**Task item**
Find "pixel 776 444." and "pixel 454 79." in the records below. Copy the lines holding them and every line between, exactly, and no others.

**Input for this task**
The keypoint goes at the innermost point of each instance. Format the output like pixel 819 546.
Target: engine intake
---
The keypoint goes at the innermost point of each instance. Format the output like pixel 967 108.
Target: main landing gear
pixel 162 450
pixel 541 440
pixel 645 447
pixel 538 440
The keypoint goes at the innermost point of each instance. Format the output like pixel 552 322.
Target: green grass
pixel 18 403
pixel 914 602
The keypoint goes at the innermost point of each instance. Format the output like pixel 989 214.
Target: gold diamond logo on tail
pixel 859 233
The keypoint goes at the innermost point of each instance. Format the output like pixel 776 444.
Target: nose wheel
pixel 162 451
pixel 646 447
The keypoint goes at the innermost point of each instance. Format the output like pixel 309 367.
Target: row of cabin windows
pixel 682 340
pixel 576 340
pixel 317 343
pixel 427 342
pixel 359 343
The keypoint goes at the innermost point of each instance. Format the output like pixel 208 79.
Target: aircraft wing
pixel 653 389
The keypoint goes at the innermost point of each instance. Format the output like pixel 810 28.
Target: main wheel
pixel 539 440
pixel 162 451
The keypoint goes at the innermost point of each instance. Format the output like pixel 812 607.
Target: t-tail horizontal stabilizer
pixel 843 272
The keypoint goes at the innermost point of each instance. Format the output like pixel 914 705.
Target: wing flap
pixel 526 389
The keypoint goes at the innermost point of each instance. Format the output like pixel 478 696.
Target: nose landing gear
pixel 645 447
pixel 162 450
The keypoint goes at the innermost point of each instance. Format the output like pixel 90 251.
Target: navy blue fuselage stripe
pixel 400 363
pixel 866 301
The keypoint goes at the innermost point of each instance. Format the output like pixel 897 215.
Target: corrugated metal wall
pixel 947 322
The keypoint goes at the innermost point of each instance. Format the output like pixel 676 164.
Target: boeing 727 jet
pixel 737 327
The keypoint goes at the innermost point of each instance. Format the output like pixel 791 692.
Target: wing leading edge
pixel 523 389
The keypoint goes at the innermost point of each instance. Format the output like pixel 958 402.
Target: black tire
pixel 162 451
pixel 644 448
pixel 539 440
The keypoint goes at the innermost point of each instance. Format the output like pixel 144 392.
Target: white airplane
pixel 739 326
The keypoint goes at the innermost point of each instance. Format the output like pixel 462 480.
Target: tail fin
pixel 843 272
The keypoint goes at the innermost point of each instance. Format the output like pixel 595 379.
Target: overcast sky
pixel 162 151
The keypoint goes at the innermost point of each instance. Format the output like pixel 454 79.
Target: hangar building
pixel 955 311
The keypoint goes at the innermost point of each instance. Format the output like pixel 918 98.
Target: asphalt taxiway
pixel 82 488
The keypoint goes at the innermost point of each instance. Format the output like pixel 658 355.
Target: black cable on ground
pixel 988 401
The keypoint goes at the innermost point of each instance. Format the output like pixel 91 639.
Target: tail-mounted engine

**Task result**
The keypoint goes at the innermost point of each instance. Format the output like pixel 776 444.
Target: nose wheel
pixel 162 451
pixel 646 447
The keypoint goes at the innermost point of each instance. Format the output like pixel 309 367.
Target: row of cabin windows
pixel 682 340
pixel 576 340
pixel 317 343
pixel 427 342
pixel 359 343
The keypoint goes at the innermost point of each instance. Format the output like pixel 208 79.
Target: aircraft wing
pixel 653 389
The keypoint goes at the innermost point of each instance. Format the output like pixel 810 28.
Target: main wheel
pixel 539 440
pixel 162 451
The keypoint goes at the innermost point of each instance. Format the output like pixel 812 607.
Target: t-tail horizontal stabilizer
pixel 843 272
The keypoint goes at the innermost point of each instance. Format the output like pixel 914 705.
Target: wing flap
pixel 526 389
The keypoint goes at the innermost point of each instance. Format the output like pixel 478 696.
Target: nose landing gear
pixel 645 447
pixel 162 450
The keypoint goes at the innermost point of each instance. Format the output like pixel 90 251.
Target: navy blue fuselage stripe
pixel 400 363
pixel 866 301
The keypoint goes at the innermost point of each instance. Format the output like pixel 897 215.
Target: corrugated metal wall
pixel 947 322
The keypoint goes at the innermost point of each instance. Format the output like pixel 676 164.
Target: boeing 727 jet
pixel 737 327
The keypoint goes at the innermost point of each instance. Format the output like pixel 791 692.
Target: wing leading edge
pixel 523 389
The keypoint goes at the innermost point of each instance. Format the output like pixel 958 402.
Target: black tire
pixel 162 451
pixel 644 448
pixel 539 440
The keypoint goes at the innermost point of each instance. Format the output like pixel 144 392.
Target: white airplane
pixel 739 326
The keypoint goes at the innermost point of each instance. Format the output like pixel 462 480.
Target: tail fin
pixel 843 272
The keypoint goes at the innermost point of each instance. Format the output like pixel 595 379.
Target: overcast sky
pixel 162 151
The keypoint goes at the innermost point of each instance. Format the output like pixel 454 79.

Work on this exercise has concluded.